> _TO BE DONE_:
Copy the records below, substituting "place a dot" for each occurrence of "mark a point" and keeping all other text identical.

> _EXCERPTED DATA_:
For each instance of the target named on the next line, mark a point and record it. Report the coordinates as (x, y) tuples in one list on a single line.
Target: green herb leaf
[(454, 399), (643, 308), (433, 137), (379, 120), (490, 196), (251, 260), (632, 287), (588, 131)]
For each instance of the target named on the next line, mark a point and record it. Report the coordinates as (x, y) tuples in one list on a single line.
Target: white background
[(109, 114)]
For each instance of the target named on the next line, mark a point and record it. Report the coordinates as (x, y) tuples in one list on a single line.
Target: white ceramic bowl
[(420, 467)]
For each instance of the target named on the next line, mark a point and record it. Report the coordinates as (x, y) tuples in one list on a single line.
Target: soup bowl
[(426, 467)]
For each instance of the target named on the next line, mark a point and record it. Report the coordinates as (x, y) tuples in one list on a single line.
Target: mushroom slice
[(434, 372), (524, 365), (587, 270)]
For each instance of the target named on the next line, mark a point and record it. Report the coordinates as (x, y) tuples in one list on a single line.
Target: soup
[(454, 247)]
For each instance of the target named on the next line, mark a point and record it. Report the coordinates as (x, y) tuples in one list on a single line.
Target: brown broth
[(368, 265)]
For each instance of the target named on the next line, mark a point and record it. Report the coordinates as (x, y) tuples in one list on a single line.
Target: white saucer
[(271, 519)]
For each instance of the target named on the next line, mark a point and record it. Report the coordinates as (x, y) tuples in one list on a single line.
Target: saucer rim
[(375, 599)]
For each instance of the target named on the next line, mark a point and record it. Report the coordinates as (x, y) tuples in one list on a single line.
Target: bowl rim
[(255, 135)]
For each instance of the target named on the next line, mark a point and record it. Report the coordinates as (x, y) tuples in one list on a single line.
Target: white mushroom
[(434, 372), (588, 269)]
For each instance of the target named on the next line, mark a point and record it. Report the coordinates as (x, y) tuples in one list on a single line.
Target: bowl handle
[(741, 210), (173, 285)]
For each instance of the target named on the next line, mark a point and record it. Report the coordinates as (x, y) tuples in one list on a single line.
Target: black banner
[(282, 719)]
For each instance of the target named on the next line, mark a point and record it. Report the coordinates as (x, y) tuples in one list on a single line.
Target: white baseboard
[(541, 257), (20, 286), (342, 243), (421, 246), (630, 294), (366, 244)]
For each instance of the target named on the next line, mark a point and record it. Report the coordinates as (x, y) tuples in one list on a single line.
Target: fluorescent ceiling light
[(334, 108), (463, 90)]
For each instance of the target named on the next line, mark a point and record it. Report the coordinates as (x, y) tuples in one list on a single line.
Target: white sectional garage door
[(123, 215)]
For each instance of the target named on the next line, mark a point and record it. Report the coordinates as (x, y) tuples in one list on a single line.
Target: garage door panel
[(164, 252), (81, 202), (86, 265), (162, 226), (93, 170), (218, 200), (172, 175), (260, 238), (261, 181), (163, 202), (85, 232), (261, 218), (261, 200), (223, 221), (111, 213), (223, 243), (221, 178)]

> _COMPLETE ANSWER_:
For each instance of the target named on the next line, place a dot and record it. Report the coordinates as (x, y) tuples in one list on a single line.
Target: green herb leaf
[(454, 399), (643, 308), (433, 137), (379, 120), (490, 196), (251, 260), (632, 287), (588, 131)]
For each instance of the target named on the next line, place a dot and record it. Report the coordinates as (x, y) tuples in one list on a single line.
Target: white background
[(109, 114)]
For each instance of the target named on the next line, place a dot and record it. Report the coordinates as (x, y) tuples in one list on a single line.
Target: white ceramic bowl
[(420, 467)]
For each instance of the target named on the next line, place a dot and record it. Report the coordinates as (x, y) tuples in one list on a single line.
Target: soup bowl
[(426, 467)]
For each instance of the target named on the next line, place a dot and record it. Report the coordinates as (x, y) tuples in one list on a single line.
Target: mushroom slice
[(434, 372), (524, 365), (587, 270)]
For each instance of the target named on the next line, place a dot and record it. Report the coordinates as (x, y) tuples in one list on a single line.
Target: soup
[(454, 247)]
For each instance of the target named on the next line, place a dot and record it. Report the coordinates as (x, y) tuples in one list on a single line.
Target: brown broth
[(368, 265)]
For each instance of the target named on the next line, place a dot and record it. Report the coordinates as (x, y) tuples in one list on a single line.
Target: white saucer
[(271, 519)]
For each instance of the target named on the next line, place a dot and record it. Report the coordinates as (x, y) tuples in one list on a single line.
Target: saucer rim
[(375, 599)]
For each instance of the target named on the next line, place a dot and record it. Report the coordinates as (x, y) tuples in one list on a single line.
Target: bowl rim
[(255, 135)]
For each instance of the target named on the next line, place a dot and record it. Report the coordinates as (x, y) tuples in one list on a single line.
Target: white mushroom
[(434, 372), (588, 269)]
For each instance of the target named on the next line, place a dot and record it. Report the coordinates as (x, y) tuples in one list on a single line.
Target: bowl handle
[(741, 210), (173, 285)]
For each instance of the target named on the next line, place a dot and record it. Report the coordinates as (x, y) tuples in one list on a single line.
Target: black banner
[(282, 719)]
For each instance of the target named on the next line, place a dot and record it. Report the coordinates as (x, y) tuples in one list on a single line.
Target: white baseboard
[(541, 257), (20, 286), (342, 243), (421, 246), (630, 294), (366, 244)]
For each instance of the target named on the next line, place a dot and record it. Report the coordinates as (x, y) tuples in one list on a single line.
Target: fluorescent ceiling light
[(334, 108), (463, 90)]
For each instance of the target named on the next line, place a dot and record it. Report the coordinates as (x, y) tuples in one list on a single line.
Target: white sectional garage door
[(123, 215)]
For each instance of the target named on the next line, place a dot and record it. Report the coordinates as (x, y) tuples in one list on a single line.
Target: garage door panel
[(164, 252), (81, 202), (86, 265), (162, 226), (93, 170), (218, 200), (172, 175), (260, 238), (261, 181), (163, 202), (85, 232), (261, 218), (261, 200), (223, 221), (111, 213), (223, 243), (221, 178)]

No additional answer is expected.